Item 2. Management's Discussion and Analysis of Financial Condition and Results of Operations

Results of operations

Overview

Kellogg Company is the world's leading producer of cereal and a leading producer of convenience foods, including cookies, crackers, toaster pastries, cereal bars, fruit snacks, frozen waffles and veggie foods. Kellogg products are manufactured and marketed globally. We currently manage our operations in four geographic operating segments, comprised of North America and the three International operating segments of Europe, Latin America and Asia Pacific.

We manage our Company for sustainable performance defined by our long-term annual growth targets. These targets are low single-digit (1 to 3%) for internal net sales, mid single-digit (4 to 6%) for internal operating profit, and high single-digit (7 to 9%) for net earnings per share on a currency neutral basis. Internal net sales and internal operating profit exclude the impact of foreign currency translation, acquisitions, dispositions and shipping day differences. See the "Foreign currency translation" section for an explanation of management's definition of currency neutral.

For the quarter ended October 3, 2009, our reported net sales were flat compared to the same period last year; internal net sales increased by 3%. Consolidated operating profit grew 6%, while internal operating profit increased by 11%. Diluted earnings per share (EPS) grew 6% to $.94, compared to $.89 in the comparable prior period. EPS on a currency neutral basis grew 12%.

▸ **Given records**:
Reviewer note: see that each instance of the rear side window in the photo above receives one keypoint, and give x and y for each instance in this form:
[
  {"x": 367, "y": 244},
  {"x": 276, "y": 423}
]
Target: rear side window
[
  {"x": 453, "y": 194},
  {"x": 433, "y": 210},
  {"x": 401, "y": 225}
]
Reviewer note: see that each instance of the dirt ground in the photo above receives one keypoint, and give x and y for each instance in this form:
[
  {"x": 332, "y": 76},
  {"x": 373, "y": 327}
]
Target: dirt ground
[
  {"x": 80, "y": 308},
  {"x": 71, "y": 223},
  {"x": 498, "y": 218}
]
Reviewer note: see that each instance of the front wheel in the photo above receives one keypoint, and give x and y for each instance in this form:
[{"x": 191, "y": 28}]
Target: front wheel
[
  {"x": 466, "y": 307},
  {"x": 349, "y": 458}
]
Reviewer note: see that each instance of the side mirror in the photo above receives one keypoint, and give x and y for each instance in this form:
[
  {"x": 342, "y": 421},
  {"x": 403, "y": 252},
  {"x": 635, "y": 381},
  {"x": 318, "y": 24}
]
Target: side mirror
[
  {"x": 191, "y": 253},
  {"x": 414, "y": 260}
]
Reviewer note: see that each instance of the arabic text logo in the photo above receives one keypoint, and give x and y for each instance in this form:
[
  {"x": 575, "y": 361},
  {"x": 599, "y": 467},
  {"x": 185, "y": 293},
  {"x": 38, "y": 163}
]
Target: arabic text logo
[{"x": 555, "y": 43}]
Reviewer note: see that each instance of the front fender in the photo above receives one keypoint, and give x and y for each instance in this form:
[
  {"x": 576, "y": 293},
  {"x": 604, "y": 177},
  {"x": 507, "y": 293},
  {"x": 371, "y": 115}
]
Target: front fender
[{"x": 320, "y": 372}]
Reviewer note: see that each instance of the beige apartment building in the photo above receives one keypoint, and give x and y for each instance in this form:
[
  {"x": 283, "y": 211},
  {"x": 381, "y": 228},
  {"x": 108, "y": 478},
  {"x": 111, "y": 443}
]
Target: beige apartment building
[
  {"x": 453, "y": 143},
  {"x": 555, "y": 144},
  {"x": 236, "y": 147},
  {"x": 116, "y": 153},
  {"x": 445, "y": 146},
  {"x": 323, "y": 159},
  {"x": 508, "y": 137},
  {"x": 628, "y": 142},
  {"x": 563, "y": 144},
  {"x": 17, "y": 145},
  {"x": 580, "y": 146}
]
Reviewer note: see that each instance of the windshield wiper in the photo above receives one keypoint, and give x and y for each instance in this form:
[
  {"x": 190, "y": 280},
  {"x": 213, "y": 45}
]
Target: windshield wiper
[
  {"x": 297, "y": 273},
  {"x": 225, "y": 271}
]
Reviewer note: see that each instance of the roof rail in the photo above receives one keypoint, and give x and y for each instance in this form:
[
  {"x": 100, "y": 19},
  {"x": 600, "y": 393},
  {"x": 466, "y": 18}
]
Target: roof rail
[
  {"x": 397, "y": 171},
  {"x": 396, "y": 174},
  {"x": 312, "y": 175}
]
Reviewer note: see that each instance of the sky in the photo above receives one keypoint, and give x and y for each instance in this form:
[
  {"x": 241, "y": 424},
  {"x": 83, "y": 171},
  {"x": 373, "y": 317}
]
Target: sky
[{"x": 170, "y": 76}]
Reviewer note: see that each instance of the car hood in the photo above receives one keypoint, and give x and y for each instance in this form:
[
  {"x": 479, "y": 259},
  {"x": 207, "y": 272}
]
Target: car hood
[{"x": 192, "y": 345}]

▸ **Stated problem**: Please copy the Kellogg management discussion between "For the quarter" and "basis grew 12%.", inclusive, renaming "reported net sales" to "total net sales". Use only the Kellogg management discussion, not the records.

▸ **The completed task**:
For the quarter ended October 3, 2009, our total net sales were flat compared to the same period last year; internal net sales increased by 3%. Consolidated operating profit grew 6%, while internal operating profit increased by 11%. Diluted earnings per share (EPS) grew 6% to $.94, compared to $.89 in the comparable prior period. EPS on a currency neutral basis grew 12%.